EXERCISE AIM: From the line containing "Where can the statue" through the last line of the data, return those lines exactly as written and nothing more.

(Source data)

━━━━━━━━━━━━━━━━━━━━

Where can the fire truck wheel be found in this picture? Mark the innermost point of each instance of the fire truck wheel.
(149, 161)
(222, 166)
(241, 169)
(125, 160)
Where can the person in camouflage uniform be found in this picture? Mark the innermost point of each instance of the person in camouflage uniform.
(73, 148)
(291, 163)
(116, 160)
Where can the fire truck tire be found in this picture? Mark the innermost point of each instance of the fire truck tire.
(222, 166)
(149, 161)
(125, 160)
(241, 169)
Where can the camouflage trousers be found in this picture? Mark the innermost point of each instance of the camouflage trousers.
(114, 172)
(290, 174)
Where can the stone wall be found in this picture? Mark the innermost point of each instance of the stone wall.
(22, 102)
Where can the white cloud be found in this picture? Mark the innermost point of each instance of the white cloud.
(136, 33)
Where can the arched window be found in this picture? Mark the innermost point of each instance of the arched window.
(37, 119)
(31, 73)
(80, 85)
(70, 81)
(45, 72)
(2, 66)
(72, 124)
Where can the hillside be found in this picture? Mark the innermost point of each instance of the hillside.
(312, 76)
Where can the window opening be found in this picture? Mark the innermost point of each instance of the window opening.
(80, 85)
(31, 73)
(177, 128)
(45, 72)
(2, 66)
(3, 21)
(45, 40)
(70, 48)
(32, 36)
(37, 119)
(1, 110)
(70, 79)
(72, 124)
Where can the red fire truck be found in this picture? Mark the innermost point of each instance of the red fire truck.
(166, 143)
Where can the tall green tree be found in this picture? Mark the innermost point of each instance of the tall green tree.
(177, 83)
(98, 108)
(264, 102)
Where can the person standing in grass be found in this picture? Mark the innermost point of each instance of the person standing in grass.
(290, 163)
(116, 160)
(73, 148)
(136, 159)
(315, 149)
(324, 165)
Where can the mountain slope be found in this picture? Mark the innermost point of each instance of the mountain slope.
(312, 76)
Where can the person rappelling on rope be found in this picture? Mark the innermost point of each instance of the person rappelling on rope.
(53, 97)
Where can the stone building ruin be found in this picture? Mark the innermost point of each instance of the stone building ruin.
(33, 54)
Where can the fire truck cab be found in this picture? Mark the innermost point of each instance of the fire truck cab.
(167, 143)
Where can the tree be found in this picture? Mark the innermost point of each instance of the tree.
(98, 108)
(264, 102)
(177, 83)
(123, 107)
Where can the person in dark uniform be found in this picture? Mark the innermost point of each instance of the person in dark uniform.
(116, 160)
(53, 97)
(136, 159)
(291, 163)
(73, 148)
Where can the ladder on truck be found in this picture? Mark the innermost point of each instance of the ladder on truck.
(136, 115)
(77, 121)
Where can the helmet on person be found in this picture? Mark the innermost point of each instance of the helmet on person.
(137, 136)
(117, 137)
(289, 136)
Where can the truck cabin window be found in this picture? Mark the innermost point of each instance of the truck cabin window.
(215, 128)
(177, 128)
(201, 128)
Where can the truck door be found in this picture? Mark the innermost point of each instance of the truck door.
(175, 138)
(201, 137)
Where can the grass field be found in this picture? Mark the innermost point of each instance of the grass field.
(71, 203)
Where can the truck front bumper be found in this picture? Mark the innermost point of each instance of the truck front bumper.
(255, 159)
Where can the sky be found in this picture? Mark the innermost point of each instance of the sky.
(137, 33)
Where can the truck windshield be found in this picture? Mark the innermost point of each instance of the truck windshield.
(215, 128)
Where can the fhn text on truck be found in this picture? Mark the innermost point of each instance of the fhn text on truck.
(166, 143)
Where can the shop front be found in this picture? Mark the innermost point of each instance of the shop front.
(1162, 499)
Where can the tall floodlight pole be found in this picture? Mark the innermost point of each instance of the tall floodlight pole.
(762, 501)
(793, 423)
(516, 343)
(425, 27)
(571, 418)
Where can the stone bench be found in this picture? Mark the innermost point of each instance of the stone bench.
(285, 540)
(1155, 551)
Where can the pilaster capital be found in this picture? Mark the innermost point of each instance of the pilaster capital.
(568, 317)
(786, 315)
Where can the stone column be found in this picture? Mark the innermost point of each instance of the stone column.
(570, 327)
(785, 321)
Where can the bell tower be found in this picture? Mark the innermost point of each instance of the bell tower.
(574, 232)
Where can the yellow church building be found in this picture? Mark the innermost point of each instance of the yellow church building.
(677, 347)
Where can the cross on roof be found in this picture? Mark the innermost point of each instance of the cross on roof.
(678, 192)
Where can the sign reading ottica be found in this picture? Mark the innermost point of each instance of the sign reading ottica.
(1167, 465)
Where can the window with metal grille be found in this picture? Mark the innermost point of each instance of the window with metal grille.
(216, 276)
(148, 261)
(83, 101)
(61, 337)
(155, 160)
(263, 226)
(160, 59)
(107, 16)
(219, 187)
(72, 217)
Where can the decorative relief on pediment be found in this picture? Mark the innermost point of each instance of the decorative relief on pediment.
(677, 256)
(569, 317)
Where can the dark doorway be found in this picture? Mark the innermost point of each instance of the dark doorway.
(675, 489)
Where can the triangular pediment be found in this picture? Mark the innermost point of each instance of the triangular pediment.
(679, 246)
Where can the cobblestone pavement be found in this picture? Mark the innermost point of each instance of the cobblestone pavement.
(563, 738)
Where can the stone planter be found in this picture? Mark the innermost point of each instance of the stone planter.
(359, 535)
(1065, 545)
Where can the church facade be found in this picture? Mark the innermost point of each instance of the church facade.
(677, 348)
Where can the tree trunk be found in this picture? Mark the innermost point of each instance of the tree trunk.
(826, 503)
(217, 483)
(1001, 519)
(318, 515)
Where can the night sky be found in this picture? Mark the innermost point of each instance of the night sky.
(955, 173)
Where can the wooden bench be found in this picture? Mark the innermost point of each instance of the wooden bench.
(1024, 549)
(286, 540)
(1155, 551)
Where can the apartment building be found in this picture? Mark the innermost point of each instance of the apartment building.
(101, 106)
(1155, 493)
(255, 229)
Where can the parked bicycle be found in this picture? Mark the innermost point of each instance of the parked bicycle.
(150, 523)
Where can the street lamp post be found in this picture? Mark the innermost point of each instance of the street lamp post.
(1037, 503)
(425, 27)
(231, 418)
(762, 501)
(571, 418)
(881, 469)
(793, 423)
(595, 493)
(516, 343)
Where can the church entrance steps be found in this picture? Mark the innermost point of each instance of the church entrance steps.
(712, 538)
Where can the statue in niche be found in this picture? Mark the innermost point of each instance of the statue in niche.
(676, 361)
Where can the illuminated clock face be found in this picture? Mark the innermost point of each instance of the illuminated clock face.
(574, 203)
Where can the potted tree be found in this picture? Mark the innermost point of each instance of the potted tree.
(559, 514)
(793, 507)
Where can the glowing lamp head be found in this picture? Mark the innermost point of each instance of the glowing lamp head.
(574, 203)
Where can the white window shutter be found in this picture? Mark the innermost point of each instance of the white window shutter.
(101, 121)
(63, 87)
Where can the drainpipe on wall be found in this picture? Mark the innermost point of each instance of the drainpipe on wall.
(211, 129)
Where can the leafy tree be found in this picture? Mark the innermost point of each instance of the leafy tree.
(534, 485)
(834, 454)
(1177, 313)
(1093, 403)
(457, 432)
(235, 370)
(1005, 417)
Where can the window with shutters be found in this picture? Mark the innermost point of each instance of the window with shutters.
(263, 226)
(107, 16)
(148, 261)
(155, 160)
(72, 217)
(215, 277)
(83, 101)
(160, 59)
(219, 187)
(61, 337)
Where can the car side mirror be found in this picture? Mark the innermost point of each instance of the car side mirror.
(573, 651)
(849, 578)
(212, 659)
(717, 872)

━━━━━━━━━━━━━━━━━━━━

SOLUTION:
Where can the statue in niche be found in this picture? Mark the innermost point of each instance of the statue in niche.
(676, 361)
Where can the illuminated clock face be found in this picture? Mark the innermost point of each instance of the illuminated clock face.
(574, 203)
Where can the potted tree be found in this picture? Mark the innermost point of each instance of the potted tree.
(559, 514)
(793, 507)
Where can the glowing lamp head be found in this picture? Mark the innermost point of each instance of the glowing lamp head.
(574, 203)
Where can the white window shutter be found in this picture? Mark the innermost point of each instance of the white window shutter.
(101, 121)
(63, 87)
Where can the drainpipe on wall be found in this picture? Mark the innermost point of each instance of the drainpipe on wall.
(211, 129)
Where can the leafy tree be found in this picture? Mark the innermost point of each instance of the leafy tree.
(534, 485)
(834, 454)
(1177, 313)
(1093, 403)
(457, 432)
(235, 370)
(1005, 417)
Where can the window with shutters be found in this picture? Mark the innermost point of each instance of the window with shutters.
(263, 226)
(107, 16)
(148, 261)
(155, 160)
(72, 217)
(215, 277)
(83, 101)
(160, 59)
(219, 187)
(61, 337)
Where can the car side mirror be found in this picture? Mark the innermost point of each instance of the car side mirror.
(573, 651)
(849, 578)
(212, 659)
(717, 872)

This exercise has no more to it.